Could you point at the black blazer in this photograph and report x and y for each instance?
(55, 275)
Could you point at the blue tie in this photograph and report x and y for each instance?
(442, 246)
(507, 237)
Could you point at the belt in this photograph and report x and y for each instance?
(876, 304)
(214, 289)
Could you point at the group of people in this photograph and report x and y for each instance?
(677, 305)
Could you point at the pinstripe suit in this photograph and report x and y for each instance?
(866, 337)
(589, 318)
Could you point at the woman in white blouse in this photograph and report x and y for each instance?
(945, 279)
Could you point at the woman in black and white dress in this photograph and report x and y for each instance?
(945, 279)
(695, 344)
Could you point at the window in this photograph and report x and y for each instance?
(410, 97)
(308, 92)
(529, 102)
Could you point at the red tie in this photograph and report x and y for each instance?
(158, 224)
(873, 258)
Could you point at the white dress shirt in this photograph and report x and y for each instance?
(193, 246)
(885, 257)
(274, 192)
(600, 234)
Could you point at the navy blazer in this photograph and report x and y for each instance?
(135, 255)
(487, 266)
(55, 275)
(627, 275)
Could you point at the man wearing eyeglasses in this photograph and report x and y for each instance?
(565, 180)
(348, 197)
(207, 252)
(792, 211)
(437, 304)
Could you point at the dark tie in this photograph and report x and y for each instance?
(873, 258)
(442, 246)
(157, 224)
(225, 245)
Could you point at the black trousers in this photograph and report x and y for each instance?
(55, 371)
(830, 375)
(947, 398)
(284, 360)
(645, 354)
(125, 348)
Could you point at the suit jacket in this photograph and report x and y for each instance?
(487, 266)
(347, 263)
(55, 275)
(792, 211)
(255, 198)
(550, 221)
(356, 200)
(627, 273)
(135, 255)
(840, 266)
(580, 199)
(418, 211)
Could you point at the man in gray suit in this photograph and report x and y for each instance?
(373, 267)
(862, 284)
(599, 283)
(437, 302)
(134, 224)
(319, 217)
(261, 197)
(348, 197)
————
= To be done =
Write out all the records again, substituting "occurrence" for each "instance" and keeping everything else the same.

= Exercise solution =
Could you point at the black blazer in this photograph and report x and y for each occurrence?
(55, 275)
Could you point at the blue tie in this photograph and report x and y for each occurrence?
(442, 246)
(507, 237)
Could you point at the belt in this photograph and report x and y for each occurrence?
(876, 304)
(214, 289)
Could you point at the group of people in this photograph and report x and y for each occurrence?
(677, 305)
Could you point at the pinstripe suit in this photograph and report x and y for each occurrence?
(866, 337)
(589, 318)
Could you point at the woman in white blouse in this photograph and report x and y for each occurrence?
(945, 279)
Could you point at the woman in black and white dress in this photograph and report x and y for each occurrence?
(945, 279)
(695, 344)
Could you point at the window in this photograph and report x and y for each occurrence?
(410, 97)
(308, 92)
(529, 102)
Could you point at the red tie in this photograph and report x and y for each occurrence?
(158, 224)
(873, 258)
Could you point at the white dress shirt in this photograph and report x and y for each occurrence?
(193, 246)
(885, 257)
(274, 192)
(600, 234)
Could you point at the navy blazer in this photograph and report x and y for each occurrence?
(135, 255)
(487, 266)
(55, 275)
(627, 275)
Could you point at the man wearing eyeglasses in this photograph and report x and y for each occurrence?
(565, 180)
(348, 197)
(207, 252)
(792, 211)
(437, 304)
Could you point at the dark tie in this photograph and report x and y for each occurrence?
(873, 258)
(442, 246)
(157, 224)
(225, 245)
Could you point at the black trousers in this photograph and report x and y for each occurrence?
(55, 371)
(830, 375)
(947, 398)
(284, 360)
(645, 354)
(125, 348)
Could you point at the suit jacket in this photograph and report x and y for each occurrence?
(487, 266)
(347, 263)
(55, 275)
(792, 211)
(255, 198)
(550, 221)
(356, 200)
(627, 273)
(135, 255)
(840, 266)
(580, 199)
(418, 211)
Could you point at the man in gray suit in this photograph and report x and y for each occurrence?
(373, 267)
(862, 284)
(599, 283)
(437, 302)
(134, 224)
(319, 217)
(261, 197)
(348, 197)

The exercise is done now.